Text provided:
——————
5% for Weapons? Rethinking NATO’s Cost of Militarised Spending Priorities
In 2024, NATO members agreed to a bold new target: 5% of GDP for defence by 2035. That includes 3.5% for core military spending and 1.5% for related infrastructure, cyber defence, and intelligence systems.
It’s a sharp rise from the previous 2% benchmark—and it comes at a time when communities are already under pressure from inflation, austerity, and climate breakdown.
So we have to ask: What are we defending, and who benefits from this version of “security”?
What the Cost of Militarised Numbers Say (2025):
New NATO spending goal: 5% of GDP by 2035
- Breakdown: 3.5% core defence + 1.5% additional (cyber, infrastructure)
- Spain has been granted an exemption—all 31 other members signed on
- Weapons industry stocks have soared since the announcement
(Source: NATO official reports, May–June 2025 Summit coverage)
Explore NATO Further:
- NATO’s 5% Pledge: What It Means – Politico
- Stockholm International Peace Research Institute (SIPRI)
- Transnational Institute: Militarism and Austerity
- Costs of War Project – Brown University
Take Action:
If you believe peace isn’t built by profit margins:
- Speak up about spending priorities in your country
- Share this video with people who think peace equals force
- Join those reimagining what real security looks like
My Reflections
“Spending 5% of national wealth on militarisation—while schools close, hospitals are underfunded, and climate resilience is sidelined—doesn’t feel like safety to me. It feels like a dangerous distraction from the crises that actually threaten our lives.”
——————
What this task involves:
From the piece on NATO's 5% spending target, write out everything from "So we have to" down to "2025 Summit coverage)".

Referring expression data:
——————
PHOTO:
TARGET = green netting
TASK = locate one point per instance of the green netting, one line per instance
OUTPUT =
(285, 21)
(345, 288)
——————
Worked solution:
So we have to ask: What are we defending, and who benefits from this version of “security”?
What the Cost of Militarised Numbers Say (2025):
New NATO spending goal: 5% of GDP by 2035
- Breakdown: 3.5% core defence + 1.5% additional (cyber, infrastructure)
- Spain has been granted an exemption—all 31 other members signed on
- Weapons industry stocks have soared since the announcement
(Source: NATO official reports, May–June 2025 Summit coverage)